**Work task 1**
In the passage on the lethal trifecta, what kind of signal is the badge in Helmwart, as opposed to a severity gradient?
**Work task 2**
Rewrite the passage on the lethal trifecta starting at "The combination did." and ending at "different vendor.", replacing "assistant" with "chatbot" everywhere it occurs.

═══ Passage shown

Zero-click; no user action required.
A poisoned issue (U) instructs an agent connected to the MCP server
to read private-repo contents (P) and dump them into a public-repo
comment or external webhook (O). The MCP server didn't have a bug.
The combination did.
A crafted issue or comment (U) gets summarised into the assistant's
context. The assistant has access to private project data (P) and
can render Markdown that hits attacker URLs (O). Same shape,
different vendor.
"End users have no choice but to avoid that lethal trifecta combination
entirely." (Simon Willison)
Willison's argument: vendor guardrails are not enough, because any
untrusted token that reaches the LLM can in principle change the agent's
behaviour. The only robust answer is to deploy the agent such that one
of the three legs is absent. That's why the badge is a hard signal in
Helmwart, not a severity gradient.
The distributed trifecta in multi-agent systems
Single-agent trifecta analysis assumes one agent carries all three legs
simultaneously. In multi-agent topologies the legs can be distributed across
peers: one agent holds Private data, a second ingests Untrusted content, and a
third has Outbound capability. No individual agent satisfies Willison's condition
in isolation, yet the end-to-end exfiltration path still exists. The attacker
just has to cross inter-agent boundaries to assemble it.
T12 Agent Communication Poisoning is the mechanism
by which poisoned content crosses from the Untrusted agent into the Private-data
agent's reasoning context.
T30 Insecure Inter-Agent Communication Protocol
removes the confidentiality and integrity guarantees that would otherwise
constrain what crosses those boundaries.
T47 Rogue MCP Server in Ecosystem can serve as the
Outbound leg: an attacker-controlled server that appears legitimate becomes the
exfiltration channel. Helmwart's per-agent trifecta detection captures the
single-agent case; the cross-peer combination requires topology-level review
of the full graph.

══════
═══ Data for analysis

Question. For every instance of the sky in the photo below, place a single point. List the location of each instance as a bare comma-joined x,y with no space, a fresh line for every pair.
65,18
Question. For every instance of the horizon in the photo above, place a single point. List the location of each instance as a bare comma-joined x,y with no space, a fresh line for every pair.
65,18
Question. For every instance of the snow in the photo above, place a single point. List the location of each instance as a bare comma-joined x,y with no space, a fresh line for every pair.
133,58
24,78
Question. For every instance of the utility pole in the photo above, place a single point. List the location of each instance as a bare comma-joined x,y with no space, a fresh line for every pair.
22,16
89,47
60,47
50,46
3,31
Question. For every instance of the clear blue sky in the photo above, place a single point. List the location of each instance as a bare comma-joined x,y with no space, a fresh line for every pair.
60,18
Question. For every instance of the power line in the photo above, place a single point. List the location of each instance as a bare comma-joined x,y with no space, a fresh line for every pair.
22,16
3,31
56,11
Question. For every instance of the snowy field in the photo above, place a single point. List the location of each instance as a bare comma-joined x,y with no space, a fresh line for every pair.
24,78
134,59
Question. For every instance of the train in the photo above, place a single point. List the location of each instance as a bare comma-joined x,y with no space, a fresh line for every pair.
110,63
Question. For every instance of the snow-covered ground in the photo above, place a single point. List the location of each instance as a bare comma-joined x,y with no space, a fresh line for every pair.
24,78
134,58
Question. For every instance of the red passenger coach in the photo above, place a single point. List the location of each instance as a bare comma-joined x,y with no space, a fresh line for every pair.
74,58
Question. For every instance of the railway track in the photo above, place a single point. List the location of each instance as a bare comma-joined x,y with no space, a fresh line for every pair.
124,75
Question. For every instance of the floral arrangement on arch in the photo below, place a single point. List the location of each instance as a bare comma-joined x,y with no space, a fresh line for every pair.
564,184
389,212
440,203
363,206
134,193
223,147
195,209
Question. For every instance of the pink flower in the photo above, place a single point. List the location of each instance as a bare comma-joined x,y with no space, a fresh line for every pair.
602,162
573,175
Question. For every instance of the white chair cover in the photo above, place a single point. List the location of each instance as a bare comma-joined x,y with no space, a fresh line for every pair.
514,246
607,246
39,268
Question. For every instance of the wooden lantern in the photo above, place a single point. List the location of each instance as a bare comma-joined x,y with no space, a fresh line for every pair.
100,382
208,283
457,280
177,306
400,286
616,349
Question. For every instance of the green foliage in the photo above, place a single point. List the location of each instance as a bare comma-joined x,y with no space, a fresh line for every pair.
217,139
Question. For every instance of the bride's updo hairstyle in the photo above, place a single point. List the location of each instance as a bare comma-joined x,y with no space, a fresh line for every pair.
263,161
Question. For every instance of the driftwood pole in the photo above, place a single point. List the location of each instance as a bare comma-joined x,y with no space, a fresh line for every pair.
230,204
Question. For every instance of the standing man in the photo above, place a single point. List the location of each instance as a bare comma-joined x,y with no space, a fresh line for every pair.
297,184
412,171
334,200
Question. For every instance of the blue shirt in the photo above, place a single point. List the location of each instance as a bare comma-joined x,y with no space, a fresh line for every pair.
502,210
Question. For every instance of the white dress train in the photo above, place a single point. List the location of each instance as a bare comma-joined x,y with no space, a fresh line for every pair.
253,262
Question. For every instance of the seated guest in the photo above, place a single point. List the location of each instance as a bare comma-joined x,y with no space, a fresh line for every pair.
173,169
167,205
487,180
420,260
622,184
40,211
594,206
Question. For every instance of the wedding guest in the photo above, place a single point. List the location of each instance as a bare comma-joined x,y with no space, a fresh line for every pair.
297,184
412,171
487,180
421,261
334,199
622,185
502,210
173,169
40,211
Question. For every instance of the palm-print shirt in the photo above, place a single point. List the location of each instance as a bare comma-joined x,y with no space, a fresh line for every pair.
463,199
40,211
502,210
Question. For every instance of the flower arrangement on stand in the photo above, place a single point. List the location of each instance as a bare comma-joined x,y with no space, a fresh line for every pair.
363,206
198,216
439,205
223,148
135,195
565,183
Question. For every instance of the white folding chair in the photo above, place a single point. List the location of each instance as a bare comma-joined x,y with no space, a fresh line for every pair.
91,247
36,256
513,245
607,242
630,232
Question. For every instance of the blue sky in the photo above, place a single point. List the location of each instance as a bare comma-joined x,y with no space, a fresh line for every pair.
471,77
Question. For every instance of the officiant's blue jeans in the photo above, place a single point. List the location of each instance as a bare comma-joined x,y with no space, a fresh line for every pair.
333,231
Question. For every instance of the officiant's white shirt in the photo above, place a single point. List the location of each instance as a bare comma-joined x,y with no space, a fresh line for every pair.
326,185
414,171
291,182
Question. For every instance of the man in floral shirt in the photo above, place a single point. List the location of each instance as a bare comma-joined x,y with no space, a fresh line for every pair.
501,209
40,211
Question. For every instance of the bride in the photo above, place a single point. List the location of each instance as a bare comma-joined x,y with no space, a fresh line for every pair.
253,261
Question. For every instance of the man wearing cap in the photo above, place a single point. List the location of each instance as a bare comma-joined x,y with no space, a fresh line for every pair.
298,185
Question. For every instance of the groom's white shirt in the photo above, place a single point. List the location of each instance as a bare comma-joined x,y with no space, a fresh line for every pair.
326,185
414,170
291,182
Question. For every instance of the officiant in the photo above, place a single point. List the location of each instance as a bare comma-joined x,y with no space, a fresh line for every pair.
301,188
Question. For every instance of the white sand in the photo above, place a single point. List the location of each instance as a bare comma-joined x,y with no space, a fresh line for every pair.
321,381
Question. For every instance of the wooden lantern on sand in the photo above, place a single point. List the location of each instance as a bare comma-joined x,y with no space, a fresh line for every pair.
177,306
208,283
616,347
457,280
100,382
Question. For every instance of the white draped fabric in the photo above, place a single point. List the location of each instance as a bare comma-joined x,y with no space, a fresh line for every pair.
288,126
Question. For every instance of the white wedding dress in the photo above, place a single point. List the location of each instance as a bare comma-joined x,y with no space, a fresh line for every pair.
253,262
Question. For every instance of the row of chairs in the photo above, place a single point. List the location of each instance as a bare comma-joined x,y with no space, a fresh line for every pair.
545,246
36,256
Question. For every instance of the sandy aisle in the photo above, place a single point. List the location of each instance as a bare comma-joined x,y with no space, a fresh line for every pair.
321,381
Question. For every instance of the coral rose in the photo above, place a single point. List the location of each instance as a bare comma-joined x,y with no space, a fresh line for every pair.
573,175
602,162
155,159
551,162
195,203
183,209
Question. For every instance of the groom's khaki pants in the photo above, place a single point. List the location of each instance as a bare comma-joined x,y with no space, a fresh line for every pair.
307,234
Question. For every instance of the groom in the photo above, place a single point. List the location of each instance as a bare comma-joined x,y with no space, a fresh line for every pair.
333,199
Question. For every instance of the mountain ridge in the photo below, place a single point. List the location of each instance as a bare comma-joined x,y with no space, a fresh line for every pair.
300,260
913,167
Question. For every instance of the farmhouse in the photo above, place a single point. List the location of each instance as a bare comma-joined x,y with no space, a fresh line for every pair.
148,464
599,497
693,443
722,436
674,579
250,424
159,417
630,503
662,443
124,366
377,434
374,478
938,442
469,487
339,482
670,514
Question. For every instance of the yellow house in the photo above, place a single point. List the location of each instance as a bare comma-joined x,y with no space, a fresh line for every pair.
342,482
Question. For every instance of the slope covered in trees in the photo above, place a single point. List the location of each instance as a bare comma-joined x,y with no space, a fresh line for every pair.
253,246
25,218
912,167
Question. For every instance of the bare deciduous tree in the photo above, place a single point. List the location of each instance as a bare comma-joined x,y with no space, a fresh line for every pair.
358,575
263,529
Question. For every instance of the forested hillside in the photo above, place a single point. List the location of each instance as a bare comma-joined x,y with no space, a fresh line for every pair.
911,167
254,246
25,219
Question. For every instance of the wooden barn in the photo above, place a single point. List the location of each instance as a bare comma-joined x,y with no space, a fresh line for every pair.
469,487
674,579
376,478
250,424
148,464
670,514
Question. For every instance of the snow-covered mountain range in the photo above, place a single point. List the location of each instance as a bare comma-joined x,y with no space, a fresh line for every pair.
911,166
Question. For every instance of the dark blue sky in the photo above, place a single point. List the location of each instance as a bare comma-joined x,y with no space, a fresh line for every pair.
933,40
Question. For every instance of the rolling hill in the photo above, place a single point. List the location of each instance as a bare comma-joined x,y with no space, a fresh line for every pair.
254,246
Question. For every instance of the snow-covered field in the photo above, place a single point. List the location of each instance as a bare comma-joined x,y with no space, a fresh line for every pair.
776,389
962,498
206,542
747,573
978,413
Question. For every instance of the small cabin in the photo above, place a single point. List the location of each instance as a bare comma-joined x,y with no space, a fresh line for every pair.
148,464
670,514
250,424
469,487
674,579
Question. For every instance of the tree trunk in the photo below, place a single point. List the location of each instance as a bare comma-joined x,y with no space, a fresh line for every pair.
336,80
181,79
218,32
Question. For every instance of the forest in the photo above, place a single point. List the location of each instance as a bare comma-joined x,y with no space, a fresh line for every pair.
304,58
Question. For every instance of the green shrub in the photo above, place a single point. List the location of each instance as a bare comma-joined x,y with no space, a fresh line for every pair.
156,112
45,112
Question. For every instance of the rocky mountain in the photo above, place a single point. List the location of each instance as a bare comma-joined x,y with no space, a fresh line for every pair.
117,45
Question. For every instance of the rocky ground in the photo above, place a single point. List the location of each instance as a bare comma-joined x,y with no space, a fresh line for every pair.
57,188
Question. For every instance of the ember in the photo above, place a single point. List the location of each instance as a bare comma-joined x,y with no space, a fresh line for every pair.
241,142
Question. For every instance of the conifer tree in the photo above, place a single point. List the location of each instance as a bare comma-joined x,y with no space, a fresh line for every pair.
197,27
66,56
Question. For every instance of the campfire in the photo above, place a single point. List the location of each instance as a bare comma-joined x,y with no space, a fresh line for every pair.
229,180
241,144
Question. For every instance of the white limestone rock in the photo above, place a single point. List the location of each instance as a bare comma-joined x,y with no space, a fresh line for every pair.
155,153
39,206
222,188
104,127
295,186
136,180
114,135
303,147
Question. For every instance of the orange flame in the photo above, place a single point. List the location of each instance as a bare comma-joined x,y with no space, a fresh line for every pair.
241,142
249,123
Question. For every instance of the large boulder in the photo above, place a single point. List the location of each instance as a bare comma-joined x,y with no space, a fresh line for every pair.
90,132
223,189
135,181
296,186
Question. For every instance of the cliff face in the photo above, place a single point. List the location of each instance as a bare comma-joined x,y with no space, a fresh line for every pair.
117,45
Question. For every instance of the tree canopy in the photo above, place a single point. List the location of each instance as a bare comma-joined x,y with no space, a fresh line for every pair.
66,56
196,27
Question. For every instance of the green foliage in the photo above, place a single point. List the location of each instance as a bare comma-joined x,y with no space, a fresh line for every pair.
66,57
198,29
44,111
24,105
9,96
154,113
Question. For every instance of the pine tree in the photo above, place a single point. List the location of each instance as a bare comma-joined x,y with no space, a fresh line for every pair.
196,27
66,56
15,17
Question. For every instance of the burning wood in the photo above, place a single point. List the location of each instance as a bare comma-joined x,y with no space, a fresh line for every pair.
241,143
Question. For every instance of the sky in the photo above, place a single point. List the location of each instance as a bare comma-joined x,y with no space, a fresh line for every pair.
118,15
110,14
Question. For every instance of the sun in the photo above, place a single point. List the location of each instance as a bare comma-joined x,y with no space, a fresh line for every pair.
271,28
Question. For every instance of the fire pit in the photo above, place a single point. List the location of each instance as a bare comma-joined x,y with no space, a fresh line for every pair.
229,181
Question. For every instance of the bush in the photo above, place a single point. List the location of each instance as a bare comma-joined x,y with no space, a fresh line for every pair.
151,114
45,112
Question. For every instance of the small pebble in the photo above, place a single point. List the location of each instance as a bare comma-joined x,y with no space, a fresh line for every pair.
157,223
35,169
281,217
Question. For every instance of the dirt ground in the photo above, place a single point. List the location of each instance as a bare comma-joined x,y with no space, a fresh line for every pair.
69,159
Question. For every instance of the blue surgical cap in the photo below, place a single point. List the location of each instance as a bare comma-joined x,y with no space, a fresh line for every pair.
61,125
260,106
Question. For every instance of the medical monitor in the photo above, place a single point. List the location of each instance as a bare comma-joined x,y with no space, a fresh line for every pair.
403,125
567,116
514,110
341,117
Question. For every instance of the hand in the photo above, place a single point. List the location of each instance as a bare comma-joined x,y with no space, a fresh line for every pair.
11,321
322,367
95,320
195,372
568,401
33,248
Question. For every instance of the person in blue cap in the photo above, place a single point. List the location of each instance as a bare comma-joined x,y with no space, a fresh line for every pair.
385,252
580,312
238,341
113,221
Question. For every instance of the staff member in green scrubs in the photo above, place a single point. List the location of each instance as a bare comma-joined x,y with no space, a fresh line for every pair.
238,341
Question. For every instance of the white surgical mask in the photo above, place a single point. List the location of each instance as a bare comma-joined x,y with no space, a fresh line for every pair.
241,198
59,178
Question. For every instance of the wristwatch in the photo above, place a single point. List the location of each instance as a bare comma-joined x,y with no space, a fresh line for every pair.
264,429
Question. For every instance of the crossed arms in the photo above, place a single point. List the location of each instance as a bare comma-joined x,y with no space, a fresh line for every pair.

══════

**Reply 1**
A hard signal.

**Reply 2**
The combination did.
A crafted issue or comment (U) gets summarised into the chatbot's
context. The chatbot has access to private project data (P) and
can render Markdown that hits attacker URLs (O). Same shape,
different vendor.